### SOURCE DOCUMENT

Can somebody please explain why for some models output get included in prompt tokens processing (possibly related to KV cache)?
Posted by alex20_202020@reddit | LocalLLaMA | View on Reddit | 7 comments
Th title includes KV cache because I suspect below is related to it. If not, please correct me.
Recently I have run koboldcpp with defaults (ContextShift ON, FastForwarding ON, Sliding Window Attention OFF, SmartCache OFF) except context size (131K) and KV cache quantization (4 bit) and network port.
For Qwen 3.5 and Gemma 4 in logs I see processing prompt (X / Y tokens) lines where Y is often (always?) much larger then my last prompt length (like 1000 tokens for 10-20 words last prompt). And (obviously) long delay before output starts in frontend (KoboldAI Lite). I have noted that usually:
Y ~ length in tokens of Last Output of the Model (from logs) + length of my Last Prompt
Why? How does the engine works? Why during giving of output it has not processed output already or needs to re-process it?
I do not recall Y being much larger than length(my last prompt) for Qwen 3 and Gemma 3. Maybe new models use some KV cache size optimization that effect this? Does engine command parameters (e.g. I listed above) effect that? Do ether engines work for the above same as koboldcpp does?
Below some info from logs:
For Qwen 3.5 9B logs contain "RNN with FF and shifting flags enabled - SmartCache will be enabled with extra slots". llama_KV_cache ~ 1.2 GiB for 131K context with 4bits KV cache.
For Gemma 26B the engine allocates for same parameters ~0.7+7 GiB for KV cache, log lists each layer in llama_KV_cache lines. Logs contain: "using full-size SWA cache", "creating non-SWA cache, size = 131328 cells" (BTW, why not 131072 as context size requested?, also in logs: "n_ctx=131328", "n_ctx_sequence (131328)" "[timestamp] CtxLimit: 1822 / 131072".)
I have thought of a workaround to reduce the delay: immediately submit some dummy prompt, then after new output starts, ABORT in frontend, Undo started response, Undo temp prompt, submit actual prompt. This way while I read the response the engine processes last output. But maybe there is a way to do so automatically, without manual "ABORT, undo" each time?

######
### STORED DATA

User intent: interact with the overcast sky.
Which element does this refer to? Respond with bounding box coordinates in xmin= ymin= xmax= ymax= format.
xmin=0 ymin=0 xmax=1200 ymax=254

######

▶ _WHAT TO WORK ON_
[1] In one to three sentences, explain why the Reddit post on prompt reprocessing suggests submitting a dummy prompt and then aborting it.
[2] Continue the Reddit post on prompt reprocessing, starting after its final sentence.
The material was taken from a different source than the text.

▶ _RESPONSES IN ORDER_
[1] The poster wants to shorten the long delay before output starts. Submitting a dummy prompt right away makes the engine process the model's last output while the poster is reading the response. After the dummy response is aborted and undone, the actual prompt can go in without waiting for that processing.

[2]
TIA
LagOps91@reddit
Most likely because only the last think block is included, which triggers reprocessing due to changes in the context.
alex20_202020@reddit (OP)
included in what?
LagOps91@reddit
In the context. Most thinking models are trained to only expect the most recent think block to be included in the context.
alex20_202020@reddit (OP)
I thought the issue is how backend processes input. Can you please explain in more detail.
LagOps91@reddit
Basically you send the model formatted text. If the text doesn't change, you can re-use what the model has cached and only process the new prompt. If you remove text, such as a think block, everything from that point on needs to be reprocessed.
alex20_202020@reddit (OP)
But it is the engine that might change the input/story to be sent as next input. How does it explain "Most thinking models are trained to only expect the most recent think block"?
LagOps91@reddit
Yes, this is something the frontend does. Only sending the most recent think block is a common default setting. The backend typically only expects text and leaves formatting to the frontend. At best have a look at the received prompt/context, that should make it clear.